EXERCISE BRIEF: Please rewrite all the items below, changing "single dot" to "single point" wherever it occurs and keeping everything else the same. Omit the pictures from your version.

MATERIAL PROVIDED:
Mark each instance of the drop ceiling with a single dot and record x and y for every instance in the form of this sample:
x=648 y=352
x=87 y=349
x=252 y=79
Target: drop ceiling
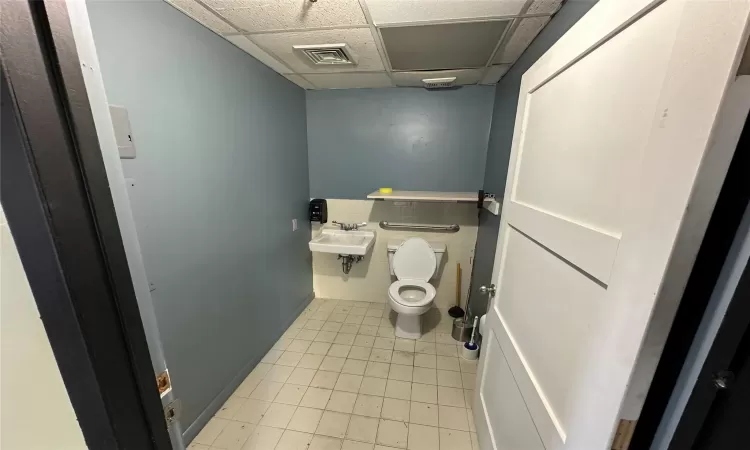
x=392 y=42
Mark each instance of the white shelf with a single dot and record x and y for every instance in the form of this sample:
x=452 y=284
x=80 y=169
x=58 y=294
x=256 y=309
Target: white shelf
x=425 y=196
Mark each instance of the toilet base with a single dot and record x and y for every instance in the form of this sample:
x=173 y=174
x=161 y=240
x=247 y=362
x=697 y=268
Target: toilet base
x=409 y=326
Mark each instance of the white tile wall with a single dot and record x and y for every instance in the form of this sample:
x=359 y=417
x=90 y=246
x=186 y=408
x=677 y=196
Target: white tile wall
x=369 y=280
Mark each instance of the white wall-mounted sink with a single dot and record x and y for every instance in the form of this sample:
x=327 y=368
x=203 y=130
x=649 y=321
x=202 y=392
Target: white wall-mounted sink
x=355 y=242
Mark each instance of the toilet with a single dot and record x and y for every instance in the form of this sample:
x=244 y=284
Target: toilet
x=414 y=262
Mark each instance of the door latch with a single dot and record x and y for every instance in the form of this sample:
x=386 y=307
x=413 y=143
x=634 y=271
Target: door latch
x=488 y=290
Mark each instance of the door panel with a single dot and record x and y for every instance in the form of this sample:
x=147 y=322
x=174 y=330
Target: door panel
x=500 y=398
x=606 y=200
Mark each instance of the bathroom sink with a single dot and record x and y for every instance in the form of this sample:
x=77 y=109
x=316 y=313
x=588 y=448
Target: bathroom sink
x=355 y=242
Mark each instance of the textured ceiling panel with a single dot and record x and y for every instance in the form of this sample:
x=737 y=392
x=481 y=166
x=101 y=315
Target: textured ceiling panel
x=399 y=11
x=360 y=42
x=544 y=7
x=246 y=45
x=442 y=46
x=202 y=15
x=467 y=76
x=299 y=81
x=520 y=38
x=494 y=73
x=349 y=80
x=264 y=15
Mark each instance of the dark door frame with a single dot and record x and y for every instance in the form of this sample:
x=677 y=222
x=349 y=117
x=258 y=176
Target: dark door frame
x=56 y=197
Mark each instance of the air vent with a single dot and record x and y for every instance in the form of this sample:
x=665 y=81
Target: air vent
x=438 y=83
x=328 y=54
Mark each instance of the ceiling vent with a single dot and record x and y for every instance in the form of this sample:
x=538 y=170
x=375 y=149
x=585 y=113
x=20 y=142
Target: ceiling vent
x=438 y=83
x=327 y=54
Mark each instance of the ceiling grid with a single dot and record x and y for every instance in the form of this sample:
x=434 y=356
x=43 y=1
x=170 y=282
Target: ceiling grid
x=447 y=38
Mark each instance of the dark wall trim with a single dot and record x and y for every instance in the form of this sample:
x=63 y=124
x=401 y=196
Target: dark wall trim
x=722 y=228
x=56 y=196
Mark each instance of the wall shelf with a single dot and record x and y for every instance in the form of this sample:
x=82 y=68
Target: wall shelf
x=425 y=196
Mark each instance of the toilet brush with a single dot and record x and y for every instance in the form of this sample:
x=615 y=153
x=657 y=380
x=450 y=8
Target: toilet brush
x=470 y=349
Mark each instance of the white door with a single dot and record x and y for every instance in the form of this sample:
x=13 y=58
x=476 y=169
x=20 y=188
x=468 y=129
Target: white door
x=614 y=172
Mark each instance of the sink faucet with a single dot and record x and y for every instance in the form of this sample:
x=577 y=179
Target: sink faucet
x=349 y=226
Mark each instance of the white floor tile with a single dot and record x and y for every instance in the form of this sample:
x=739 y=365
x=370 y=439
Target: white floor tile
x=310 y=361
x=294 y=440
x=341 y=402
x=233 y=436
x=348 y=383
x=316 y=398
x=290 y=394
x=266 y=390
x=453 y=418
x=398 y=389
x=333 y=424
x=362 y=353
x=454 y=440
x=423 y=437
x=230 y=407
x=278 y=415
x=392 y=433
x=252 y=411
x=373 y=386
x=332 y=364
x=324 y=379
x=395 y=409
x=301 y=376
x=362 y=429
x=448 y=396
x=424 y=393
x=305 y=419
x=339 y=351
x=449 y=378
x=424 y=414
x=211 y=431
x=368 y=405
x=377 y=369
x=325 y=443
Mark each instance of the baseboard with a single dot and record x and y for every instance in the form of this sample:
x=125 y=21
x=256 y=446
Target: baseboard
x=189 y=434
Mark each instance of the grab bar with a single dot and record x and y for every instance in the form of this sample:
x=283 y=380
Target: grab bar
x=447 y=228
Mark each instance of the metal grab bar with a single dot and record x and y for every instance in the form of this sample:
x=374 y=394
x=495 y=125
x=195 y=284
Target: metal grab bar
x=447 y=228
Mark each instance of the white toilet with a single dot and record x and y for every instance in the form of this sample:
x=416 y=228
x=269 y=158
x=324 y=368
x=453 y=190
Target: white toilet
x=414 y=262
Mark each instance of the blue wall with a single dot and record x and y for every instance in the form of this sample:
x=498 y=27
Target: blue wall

COMPLETE ANSWER:
Mark each instance of the drop ceiling with a single point and record x and y for every instance in the form of this sample:
x=648 y=352
x=87 y=349
x=252 y=79
Target: drop ceiling
x=392 y=42
Mark each instance of the white shelf with a single point and record x and y for every instance in the form of this sample:
x=452 y=284
x=80 y=169
x=58 y=294
x=256 y=309
Target: white shelf
x=425 y=196
Mark each instance of the toilet base with a single point and record x and y for every instance in the form of this sample:
x=173 y=174
x=161 y=240
x=247 y=362
x=697 y=268
Target: toilet base
x=409 y=326
Mark each instance of the white tile wall with a single point and record x and y for every instance in the form of this sample:
x=359 y=417
x=90 y=246
x=186 y=408
x=677 y=196
Target: white tile wall
x=369 y=280
Mark each instance of the white wall-mounted sink with a single point and record x and y for every instance in the form of this sample:
x=327 y=368
x=203 y=130
x=649 y=321
x=202 y=392
Target: white wall-mounted sink
x=355 y=242
Mark each instance of the toilet with a single point and record x and y for every instance in the form of this sample:
x=244 y=284
Target: toilet
x=414 y=262
Mark each instance of the door latch with a single point and record x and y for every instance in the form of this sample:
x=386 y=307
x=413 y=143
x=634 y=271
Target: door latch
x=488 y=290
Mark each instance of the door panel with a single point and record x and y for every instance in the form of this sample:
x=147 y=322
x=174 y=330
Target: door panel
x=500 y=398
x=606 y=200
Mark each instance of the bathroom sink with a single point and record x and y for every instance in the form of this sample:
x=77 y=109
x=316 y=313
x=588 y=448
Target: bathroom sink
x=355 y=242
Mark each instance of the textured ceiling panel with a single point and record x and y for every instance in the form of this sample:
x=737 y=392
x=481 y=166
x=101 y=315
Target: textured ceiling panel
x=399 y=11
x=360 y=42
x=544 y=7
x=246 y=45
x=442 y=46
x=202 y=15
x=467 y=76
x=299 y=81
x=520 y=38
x=494 y=73
x=349 y=80
x=264 y=15
Mark each instance of the dark door frame with a single point and record x and y for every instance in the form of this sample:
x=677 y=222
x=349 y=117
x=258 y=176
Target: dark door frame
x=56 y=197
Mark each instance of the air vent with a single point and record x and y for every instance in the form of this sample:
x=665 y=81
Target: air vent
x=438 y=83
x=328 y=54
Mark each instance of the ceiling vent with a single point and record x and y for every instance in the form of this sample:
x=538 y=170
x=375 y=149
x=585 y=113
x=20 y=142
Target: ceiling vent
x=438 y=83
x=327 y=54
Mark each instance of the ceiling grid with a single point and record x and y for every instance in the form of this sample:
x=434 y=356
x=43 y=1
x=170 y=282
Target: ceiling grid
x=447 y=38
Mark each instance of the dark wall trim with a single point and record x and y for every instance in the form of this sample:
x=63 y=124
x=401 y=196
Target: dark wall trim
x=722 y=228
x=56 y=196
Mark each instance of the wall shelf with a single point and record x and y for every instance in the form of this sample:
x=82 y=68
Target: wall shelf
x=425 y=196
Mark each instance of the toilet brush with a single point and record x and y for every instance in the form of this sample:
x=615 y=153
x=657 y=380
x=450 y=8
Target: toilet brush
x=470 y=349
Mark each instance of the white door with a single point and record x and y for every instance in the form of this sample:
x=13 y=58
x=476 y=169
x=20 y=188
x=468 y=129
Target: white door
x=614 y=172
Mark each instance of the sink faucet with a single point and record x and y for every instance in the form of this sample:
x=577 y=179
Target: sink faucet
x=349 y=226
Mark each instance of the white floor tile with a single point and record x and y for every instance in the form of this sample:
x=739 y=365
x=370 y=439
Target: white floor tile
x=310 y=361
x=294 y=440
x=341 y=402
x=233 y=436
x=348 y=383
x=316 y=398
x=290 y=394
x=266 y=390
x=453 y=418
x=398 y=389
x=333 y=424
x=362 y=353
x=454 y=440
x=423 y=437
x=230 y=407
x=278 y=415
x=392 y=433
x=252 y=411
x=373 y=386
x=332 y=364
x=324 y=379
x=395 y=409
x=301 y=376
x=362 y=429
x=448 y=396
x=424 y=393
x=305 y=419
x=339 y=351
x=449 y=378
x=424 y=414
x=211 y=431
x=368 y=405
x=377 y=369
x=325 y=443
Mark each instance of the baseboard with a single point and record x and y for every instance in the form of this sample:
x=125 y=21
x=256 y=446
Target: baseboard
x=189 y=434
Mark each instance of the grab bar with a single point and record x and y for every instance in the form of this sample:
x=283 y=380
Target: grab bar
x=447 y=228
Mark each instance of the metal grab bar with a single point and record x and y for every instance in the form of this sample:
x=374 y=394
x=495 y=125
x=195 y=284
Target: metal grab bar
x=447 y=228
Mark each instance of the white toilet with a single point and record x and y for every instance in the form of this sample:
x=416 y=228
x=269 y=158
x=324 y=368
x=453 y=190
Target: white toilet
x=414 y=262
Mark each instance of the blue wall with a single point and record x and y for every instance in the form of this sample:
x=498 y=27
Target: blue wall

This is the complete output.